* [Set problem] Copy the stretch from the start of the records through the line containing "x=87, y=112", substituting "Mark" for every "Tag" and leaving everything else unchanged.

::::::

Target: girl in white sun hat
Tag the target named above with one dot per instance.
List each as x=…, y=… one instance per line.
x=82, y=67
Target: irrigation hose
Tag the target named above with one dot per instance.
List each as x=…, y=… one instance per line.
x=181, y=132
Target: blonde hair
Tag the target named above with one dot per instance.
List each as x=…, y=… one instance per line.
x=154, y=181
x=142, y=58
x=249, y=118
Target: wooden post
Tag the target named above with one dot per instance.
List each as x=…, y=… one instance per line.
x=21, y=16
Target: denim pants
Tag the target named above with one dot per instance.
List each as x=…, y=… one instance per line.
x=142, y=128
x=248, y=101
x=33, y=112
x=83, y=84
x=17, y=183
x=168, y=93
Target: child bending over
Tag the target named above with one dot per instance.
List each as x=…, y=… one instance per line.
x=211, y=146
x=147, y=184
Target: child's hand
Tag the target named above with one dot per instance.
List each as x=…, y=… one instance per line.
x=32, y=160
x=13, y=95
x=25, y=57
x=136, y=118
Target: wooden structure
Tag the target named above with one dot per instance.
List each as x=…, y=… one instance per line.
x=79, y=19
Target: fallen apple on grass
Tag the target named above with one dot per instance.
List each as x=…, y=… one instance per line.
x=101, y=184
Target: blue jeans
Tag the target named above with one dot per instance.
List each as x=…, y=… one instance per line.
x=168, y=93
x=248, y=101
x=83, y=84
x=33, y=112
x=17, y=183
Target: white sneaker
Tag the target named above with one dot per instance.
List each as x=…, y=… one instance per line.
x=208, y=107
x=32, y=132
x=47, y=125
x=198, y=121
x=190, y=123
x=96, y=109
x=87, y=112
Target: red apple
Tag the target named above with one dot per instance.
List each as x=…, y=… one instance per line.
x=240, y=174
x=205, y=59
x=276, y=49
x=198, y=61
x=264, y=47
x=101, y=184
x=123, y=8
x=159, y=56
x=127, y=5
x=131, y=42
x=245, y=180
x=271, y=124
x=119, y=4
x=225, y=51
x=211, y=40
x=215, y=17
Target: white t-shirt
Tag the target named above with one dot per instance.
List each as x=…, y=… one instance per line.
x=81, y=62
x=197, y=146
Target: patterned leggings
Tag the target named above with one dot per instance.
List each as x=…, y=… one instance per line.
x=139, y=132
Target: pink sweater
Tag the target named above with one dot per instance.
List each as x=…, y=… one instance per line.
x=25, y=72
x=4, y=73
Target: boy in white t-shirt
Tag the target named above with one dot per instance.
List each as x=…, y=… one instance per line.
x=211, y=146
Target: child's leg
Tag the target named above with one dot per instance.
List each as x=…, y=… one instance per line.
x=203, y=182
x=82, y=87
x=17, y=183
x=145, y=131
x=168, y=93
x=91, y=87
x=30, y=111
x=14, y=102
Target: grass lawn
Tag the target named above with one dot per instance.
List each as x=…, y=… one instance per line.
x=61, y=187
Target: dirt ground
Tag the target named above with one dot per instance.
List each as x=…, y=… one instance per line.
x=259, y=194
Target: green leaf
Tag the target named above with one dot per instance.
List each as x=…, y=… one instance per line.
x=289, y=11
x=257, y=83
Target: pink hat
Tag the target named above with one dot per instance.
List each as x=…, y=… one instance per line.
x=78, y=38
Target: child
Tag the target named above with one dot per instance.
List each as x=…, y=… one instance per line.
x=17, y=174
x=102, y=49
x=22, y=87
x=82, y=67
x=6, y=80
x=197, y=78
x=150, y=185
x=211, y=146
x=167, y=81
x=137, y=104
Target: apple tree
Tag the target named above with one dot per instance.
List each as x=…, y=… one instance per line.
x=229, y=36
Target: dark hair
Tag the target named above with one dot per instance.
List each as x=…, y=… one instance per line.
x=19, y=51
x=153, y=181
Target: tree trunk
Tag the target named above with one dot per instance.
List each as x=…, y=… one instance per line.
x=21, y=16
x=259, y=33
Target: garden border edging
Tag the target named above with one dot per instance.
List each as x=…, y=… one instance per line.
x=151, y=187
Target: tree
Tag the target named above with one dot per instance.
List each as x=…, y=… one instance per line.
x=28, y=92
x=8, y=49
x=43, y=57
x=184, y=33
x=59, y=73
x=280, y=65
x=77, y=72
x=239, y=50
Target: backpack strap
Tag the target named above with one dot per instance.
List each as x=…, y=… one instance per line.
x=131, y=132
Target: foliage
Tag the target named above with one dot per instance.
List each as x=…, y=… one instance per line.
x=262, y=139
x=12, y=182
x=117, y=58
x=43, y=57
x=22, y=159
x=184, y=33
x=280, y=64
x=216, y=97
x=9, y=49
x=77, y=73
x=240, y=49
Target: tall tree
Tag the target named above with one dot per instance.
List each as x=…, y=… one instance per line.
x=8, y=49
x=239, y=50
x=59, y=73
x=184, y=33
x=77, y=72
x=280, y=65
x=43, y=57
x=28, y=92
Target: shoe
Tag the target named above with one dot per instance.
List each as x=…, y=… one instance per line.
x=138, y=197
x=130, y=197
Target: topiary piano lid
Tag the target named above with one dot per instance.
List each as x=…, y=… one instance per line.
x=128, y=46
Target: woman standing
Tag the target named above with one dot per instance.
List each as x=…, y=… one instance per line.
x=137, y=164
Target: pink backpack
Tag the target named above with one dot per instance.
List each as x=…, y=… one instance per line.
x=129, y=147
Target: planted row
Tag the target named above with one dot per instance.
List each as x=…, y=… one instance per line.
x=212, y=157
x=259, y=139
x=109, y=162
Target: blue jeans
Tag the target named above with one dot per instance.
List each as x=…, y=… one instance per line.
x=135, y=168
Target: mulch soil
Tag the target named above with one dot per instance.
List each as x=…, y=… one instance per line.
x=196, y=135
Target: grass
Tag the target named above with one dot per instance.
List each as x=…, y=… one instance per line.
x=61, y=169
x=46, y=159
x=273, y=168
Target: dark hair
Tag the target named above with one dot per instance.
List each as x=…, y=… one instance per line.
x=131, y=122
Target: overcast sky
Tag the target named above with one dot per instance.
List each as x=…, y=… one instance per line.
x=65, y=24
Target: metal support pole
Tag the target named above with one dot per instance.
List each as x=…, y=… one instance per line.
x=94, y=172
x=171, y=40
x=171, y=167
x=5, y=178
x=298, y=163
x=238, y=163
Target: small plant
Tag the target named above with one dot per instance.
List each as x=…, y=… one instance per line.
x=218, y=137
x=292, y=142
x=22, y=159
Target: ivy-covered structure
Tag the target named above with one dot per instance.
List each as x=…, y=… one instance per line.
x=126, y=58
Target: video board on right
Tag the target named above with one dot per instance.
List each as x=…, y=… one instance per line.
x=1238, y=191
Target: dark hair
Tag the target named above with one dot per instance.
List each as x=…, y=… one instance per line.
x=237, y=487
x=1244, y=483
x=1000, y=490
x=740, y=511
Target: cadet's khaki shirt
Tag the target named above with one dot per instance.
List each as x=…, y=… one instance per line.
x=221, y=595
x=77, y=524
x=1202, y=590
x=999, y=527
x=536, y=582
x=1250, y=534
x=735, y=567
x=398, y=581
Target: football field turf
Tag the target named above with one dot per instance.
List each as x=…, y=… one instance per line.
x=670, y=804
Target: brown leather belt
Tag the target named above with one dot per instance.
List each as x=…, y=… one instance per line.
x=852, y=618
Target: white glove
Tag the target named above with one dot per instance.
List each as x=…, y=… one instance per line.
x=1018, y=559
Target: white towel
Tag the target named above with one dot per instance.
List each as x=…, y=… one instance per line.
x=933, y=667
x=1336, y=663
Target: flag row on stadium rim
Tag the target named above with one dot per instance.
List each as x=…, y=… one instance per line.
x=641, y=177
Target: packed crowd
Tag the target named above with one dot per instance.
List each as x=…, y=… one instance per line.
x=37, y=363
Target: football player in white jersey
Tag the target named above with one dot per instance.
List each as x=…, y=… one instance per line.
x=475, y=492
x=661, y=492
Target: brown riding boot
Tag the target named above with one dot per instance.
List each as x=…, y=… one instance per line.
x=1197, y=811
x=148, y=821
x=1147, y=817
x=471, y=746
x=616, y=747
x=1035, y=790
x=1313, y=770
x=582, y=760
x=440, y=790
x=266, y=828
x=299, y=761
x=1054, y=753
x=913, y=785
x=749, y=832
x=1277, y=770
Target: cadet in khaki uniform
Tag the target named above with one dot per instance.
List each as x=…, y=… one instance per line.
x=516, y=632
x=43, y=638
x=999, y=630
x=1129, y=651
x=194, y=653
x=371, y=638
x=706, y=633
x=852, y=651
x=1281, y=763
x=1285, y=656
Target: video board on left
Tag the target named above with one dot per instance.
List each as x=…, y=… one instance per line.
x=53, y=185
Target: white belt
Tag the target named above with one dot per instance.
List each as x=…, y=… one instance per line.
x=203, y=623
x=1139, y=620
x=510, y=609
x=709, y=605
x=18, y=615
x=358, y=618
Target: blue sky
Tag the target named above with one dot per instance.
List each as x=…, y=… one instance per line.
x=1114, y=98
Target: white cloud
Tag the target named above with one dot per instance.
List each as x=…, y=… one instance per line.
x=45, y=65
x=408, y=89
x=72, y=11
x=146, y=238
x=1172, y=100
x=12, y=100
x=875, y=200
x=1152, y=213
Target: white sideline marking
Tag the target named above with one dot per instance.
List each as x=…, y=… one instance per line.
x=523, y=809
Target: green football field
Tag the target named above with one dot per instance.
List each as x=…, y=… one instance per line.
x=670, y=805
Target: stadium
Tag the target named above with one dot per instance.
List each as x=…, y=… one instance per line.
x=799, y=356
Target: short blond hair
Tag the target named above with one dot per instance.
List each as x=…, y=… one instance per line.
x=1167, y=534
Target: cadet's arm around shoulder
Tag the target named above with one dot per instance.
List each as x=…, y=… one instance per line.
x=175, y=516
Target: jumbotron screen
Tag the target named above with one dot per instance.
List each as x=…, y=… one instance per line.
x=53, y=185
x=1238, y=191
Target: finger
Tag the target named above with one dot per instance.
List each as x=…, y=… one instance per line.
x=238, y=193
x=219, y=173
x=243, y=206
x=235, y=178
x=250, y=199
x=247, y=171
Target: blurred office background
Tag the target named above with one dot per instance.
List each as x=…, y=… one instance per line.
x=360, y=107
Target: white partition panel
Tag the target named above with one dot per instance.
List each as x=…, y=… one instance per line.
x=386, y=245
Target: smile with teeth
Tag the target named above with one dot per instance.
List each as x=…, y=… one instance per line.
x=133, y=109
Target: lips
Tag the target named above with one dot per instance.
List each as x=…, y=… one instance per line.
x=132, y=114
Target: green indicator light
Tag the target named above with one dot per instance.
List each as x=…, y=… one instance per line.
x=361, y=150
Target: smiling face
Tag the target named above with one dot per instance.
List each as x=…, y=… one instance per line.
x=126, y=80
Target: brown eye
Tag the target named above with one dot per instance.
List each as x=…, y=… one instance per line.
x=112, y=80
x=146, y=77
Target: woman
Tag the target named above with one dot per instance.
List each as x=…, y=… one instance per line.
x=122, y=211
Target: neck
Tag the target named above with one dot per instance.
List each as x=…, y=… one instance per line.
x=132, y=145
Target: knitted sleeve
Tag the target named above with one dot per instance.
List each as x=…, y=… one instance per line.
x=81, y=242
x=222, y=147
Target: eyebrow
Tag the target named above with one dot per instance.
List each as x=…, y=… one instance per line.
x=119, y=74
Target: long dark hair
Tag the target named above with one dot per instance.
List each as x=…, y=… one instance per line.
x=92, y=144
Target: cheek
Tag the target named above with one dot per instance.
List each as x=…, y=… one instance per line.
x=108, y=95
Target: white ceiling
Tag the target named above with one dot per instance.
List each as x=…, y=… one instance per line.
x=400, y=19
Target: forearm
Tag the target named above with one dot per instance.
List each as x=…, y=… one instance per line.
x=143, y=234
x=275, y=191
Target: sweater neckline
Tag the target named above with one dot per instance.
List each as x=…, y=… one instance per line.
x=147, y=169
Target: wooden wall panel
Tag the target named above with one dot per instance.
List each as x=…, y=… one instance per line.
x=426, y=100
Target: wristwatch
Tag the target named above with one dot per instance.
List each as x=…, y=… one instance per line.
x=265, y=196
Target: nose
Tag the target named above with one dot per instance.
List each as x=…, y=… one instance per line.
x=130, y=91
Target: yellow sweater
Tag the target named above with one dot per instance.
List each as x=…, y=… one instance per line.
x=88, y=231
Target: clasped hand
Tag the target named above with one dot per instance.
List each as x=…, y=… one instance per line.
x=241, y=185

::::::

* [Solution to this problem]
Target: girl in white sun hat
Mark the target named above with one dot per instance.
List each as x=…, y=… one instance per line.
x=82, y=67
Target: irrigation hose
Mark the target named above with one dot per instance.
List each as x=…, y=… one instance per line.
x=181, y=132
Target: blonde hair
Mark the target named above with one dot per instance.
List each as x=…, y=… one instance per line.
x=154, y=181
x=142, y=58
x=249, y=118
Target: wooden post
Mark the target named above with one dot per instance.
List each as x=…, y=… one instance per line.
x=21, y=16
Target: denim pants
Mark the target named above with one dot per instance.
List each as x=…, y=… one instance per line.
x=142, y=128
x=248, y=101
x=33, y=112
x=83, y=84
x=17, y=183
x=168, y=93
Target: child bending over
Mark the target named above with one dot per instance.
List each as x=…, y=… one instance per line.
x=211, y=146
x=147, y=184
Target: child's hand
Mark the target named above with one dot per instance.
List each as x=…, y=… one instance per line.
x=32, y=160
x=13, y=95
x=25, y=57
x=136, y=118
Target: wooden structure
Mark the target named above with one dot per instance.
List each as x=…, y=… one instance per line.
x=79, y=19
Target: fallen apple on grass
Mark the target named above with one dot per instance.
List each as x=…, y=… one instance per line.
x=101, y=184
Target: blue jeans
Mark the target named above with one dot per instance.
List each as x=…, y=… one instance per line.
x=168, y=93
x=248, y=101
x=83, y=84
x=33, y=112
x=17, y=183
Target: white sneaker
Mark the target named above with one dot per instance.
List each as x=…, y=… one instance per line.
x=208, y=107
x=32, y=132
x=47, y=125
x=198, y=121
x=190, y=123
x=96, y=109
x=87, y=112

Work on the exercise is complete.